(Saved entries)

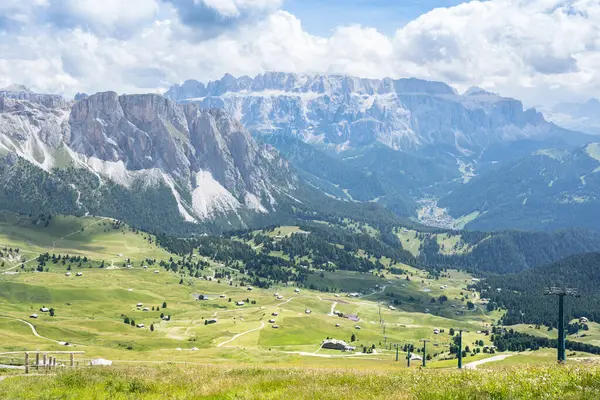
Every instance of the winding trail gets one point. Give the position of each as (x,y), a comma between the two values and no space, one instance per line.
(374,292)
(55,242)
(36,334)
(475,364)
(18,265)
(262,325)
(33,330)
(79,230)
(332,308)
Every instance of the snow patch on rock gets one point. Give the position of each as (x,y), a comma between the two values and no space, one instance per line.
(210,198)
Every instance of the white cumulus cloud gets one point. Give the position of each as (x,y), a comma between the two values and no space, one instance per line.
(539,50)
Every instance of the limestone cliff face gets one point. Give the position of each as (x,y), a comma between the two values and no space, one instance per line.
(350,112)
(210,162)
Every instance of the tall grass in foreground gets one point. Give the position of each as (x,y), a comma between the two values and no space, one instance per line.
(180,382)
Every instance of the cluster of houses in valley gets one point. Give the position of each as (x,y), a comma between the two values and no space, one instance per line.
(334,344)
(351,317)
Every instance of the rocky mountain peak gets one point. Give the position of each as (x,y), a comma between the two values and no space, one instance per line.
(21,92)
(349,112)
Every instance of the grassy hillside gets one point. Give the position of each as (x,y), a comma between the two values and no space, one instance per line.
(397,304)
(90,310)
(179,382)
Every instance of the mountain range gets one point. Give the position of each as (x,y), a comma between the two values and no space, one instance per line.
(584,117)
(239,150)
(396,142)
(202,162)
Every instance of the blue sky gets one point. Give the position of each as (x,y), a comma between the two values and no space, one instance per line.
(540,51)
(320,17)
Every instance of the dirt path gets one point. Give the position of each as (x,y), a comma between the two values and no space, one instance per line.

EXERCISE REQUIREMENTS: Give the lines as a Markdown table with the columns Row and Line, where Row holds a running number. Begin at the line that has "Every instance of the mountain", stop after the last line of the records, and leave out any blank lines.

TASK ANSWER:
| Row | Line |
|---|---|
| 1 | Every instance of the mountain range gets one point. Give the position of each as (x,y), a comma between the two values and no space, one instance per line. |
| 2 | (584,117) |
| 3 | (239,150) |
| 4 | (396,142) |
| 5 | (202,162) |
| 6 | Every instance of the blue sky gets one point. Give the position of each as (x,y), a comma between the two values and no space, one instance per line. |
| 7 | (540,51) |
| 8 | (320,17) |
| 9 | Every instance of the dirt path gets one point. Give the position of each as (x,y), a comma between the two values and no space, one instance per line. |